### SET TASK
Turn every line of the records below into a JSON list of strings, one string per line, and leave out any blank lines.

### MATERIAL SUPPLIED
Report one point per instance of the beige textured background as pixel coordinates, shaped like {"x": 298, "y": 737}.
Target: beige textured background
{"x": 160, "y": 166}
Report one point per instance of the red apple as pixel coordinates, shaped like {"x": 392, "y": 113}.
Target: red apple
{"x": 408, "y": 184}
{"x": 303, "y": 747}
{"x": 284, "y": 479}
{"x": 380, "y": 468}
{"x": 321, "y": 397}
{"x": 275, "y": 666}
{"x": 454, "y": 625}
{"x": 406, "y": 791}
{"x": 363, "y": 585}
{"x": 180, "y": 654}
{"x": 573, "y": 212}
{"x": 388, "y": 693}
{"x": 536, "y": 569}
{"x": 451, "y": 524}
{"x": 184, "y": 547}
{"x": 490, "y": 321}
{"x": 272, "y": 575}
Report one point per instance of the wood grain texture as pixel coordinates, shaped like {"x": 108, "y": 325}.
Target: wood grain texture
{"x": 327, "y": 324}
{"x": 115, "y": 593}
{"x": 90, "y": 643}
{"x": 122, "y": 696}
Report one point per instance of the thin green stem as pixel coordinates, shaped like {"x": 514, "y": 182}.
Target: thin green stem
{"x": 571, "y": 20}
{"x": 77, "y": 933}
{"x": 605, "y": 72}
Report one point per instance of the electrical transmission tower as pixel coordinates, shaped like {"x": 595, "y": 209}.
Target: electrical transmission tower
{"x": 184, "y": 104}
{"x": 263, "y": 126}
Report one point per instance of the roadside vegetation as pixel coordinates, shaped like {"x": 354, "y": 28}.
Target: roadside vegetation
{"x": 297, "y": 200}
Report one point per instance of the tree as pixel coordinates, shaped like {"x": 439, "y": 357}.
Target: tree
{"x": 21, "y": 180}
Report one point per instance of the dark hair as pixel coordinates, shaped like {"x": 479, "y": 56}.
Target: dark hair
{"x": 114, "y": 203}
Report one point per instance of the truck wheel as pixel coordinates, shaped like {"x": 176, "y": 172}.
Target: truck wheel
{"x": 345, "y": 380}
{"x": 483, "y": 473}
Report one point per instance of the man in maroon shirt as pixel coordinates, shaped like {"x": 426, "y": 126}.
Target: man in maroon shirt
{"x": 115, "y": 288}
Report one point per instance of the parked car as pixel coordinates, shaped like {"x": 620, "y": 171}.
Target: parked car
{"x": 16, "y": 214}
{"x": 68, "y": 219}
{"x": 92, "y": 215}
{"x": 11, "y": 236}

### CORRECT ANSWER
[
  "Report one point per instance of the beige textured background as pixel coordinates, shaped like {\"x\": 298, \"y\": 737}.",
  "Target: beige textured background",
  "{\"x\": 160, \"y\": 166}",
  "Report one point per instance of the red apple as pixel coordinates, shaped like {\"x\": 392, \"y\": 113}.",
  "Target: red apple",
  "{\"x\": 408, \"y\": 184}",
  "{\"x\": 303, \"y\": 747}",
  "{\"x\": 284, \"y\": 479}",
  "{\"x\": 380, \"y\": 468}",
  "{\"x\": 321, \"y\": 397}",
  "{\"x\": 275, \"y\": 666}",
  "{\"x\": 454, \"y\": 625}",
  "{\"x\": 406, \"y\": 791}",
  "{\"x\": 363, \"y\": 585}",
  "{\"x\": 180, \"y\": 654}",
  "{\"x\": 573, \"y\": 212}",
  "{\"x\": 388, \"y\": 693}",
  "{\"x\": 536, \"y\": 569}",
  "{\"x\": 451, \"y\": 524}",
  "{\"x\": 184, \"y\": 547}",
  "{\"x\": 490, \"y\": 321}",
  "{\"x\": 272, \"y\": 575}",
  "Report one point per instance of the wood grain texture as pixel coordinates, shaped like {\"x\": 108, \"y\": 325}.",
  "Target: wood grain texture",
  "{\"x\": 327, \"y\": 324}",
  "{\"x\": 115, \"y\": 593}",
  "{\"x\": 90, \"y\": 643}",
  "{\"x\": 122, \"y\": 696}",
  "Report one point per instance of the thin green stem as pixel coordinates, shaped like {\"x\": 514, \"y\": 182}.",
  "Target: thin green stem",
  "{\"x\": 571, \"y\": 20}",
  "{\"x\": 77, \"y\": 933}",
  "{\"x\": 605, \"y\": 72}",
  "Report one point per instance of the electrical transmission tower as pixel coordinates, shaped like {\"x\": 595, \"y\": 209}.",
  "Target: electrical transmission tower",
  "{\"x\": 184, \"y\": 104}",
  "{\"x\": 263, \"y\": 126}",
  "Report one point per instance of the roadside vegetation as pixel coordinates, shaped like {\"x\": 354, \"y\": 28}.",
  "Target: roadside vegetation",
  "{\"x\": 297, \"y\": 200}",
  "Report one point per instance of the tree as pixel coordinates, shaped like {\"x\": 439, \"y\": 357}.",
  "Target: tree",
  "{\"x\": 21, \"y\": 180}",
  "Report one point per instance of the dark hair as pixel coordinates, shaped like {\"x\": 479, \"y\": 56}.",
  "Target: dark hair",
  "{\"x\": 114, \"y\": 203}",
  "Report one point per instance of the truck wheel as pixel coordinates, shaped like {\"x\": 176, \"y\": 172}.",
  "Target: truck wheel",
  "{\"x\": 345, \"y\": 380}",
  "{\"x\": 483, \"y\": 473}",
  "Report one point per instance of the man in maroon shirt as pixel coordinates, shaped like {\"x\": 426, \"y\": 126}.",
  "Target: man in maroon shirt",
  "{\"x\": 115, \"y\": 288}",
  "Report one point per instance of the parked car as pixel coordinates, shaped like {\"x\": 620, \"y\": 171}.",
  "Target: parked car",
  "{\"x\": 16, \"y\": 214}",
  "{\"x\": 68, \"y\": 219}",
  "{\"x\": 92, \"y\": 215}",
  "{\"x\": 11, \"y\": 236}"
]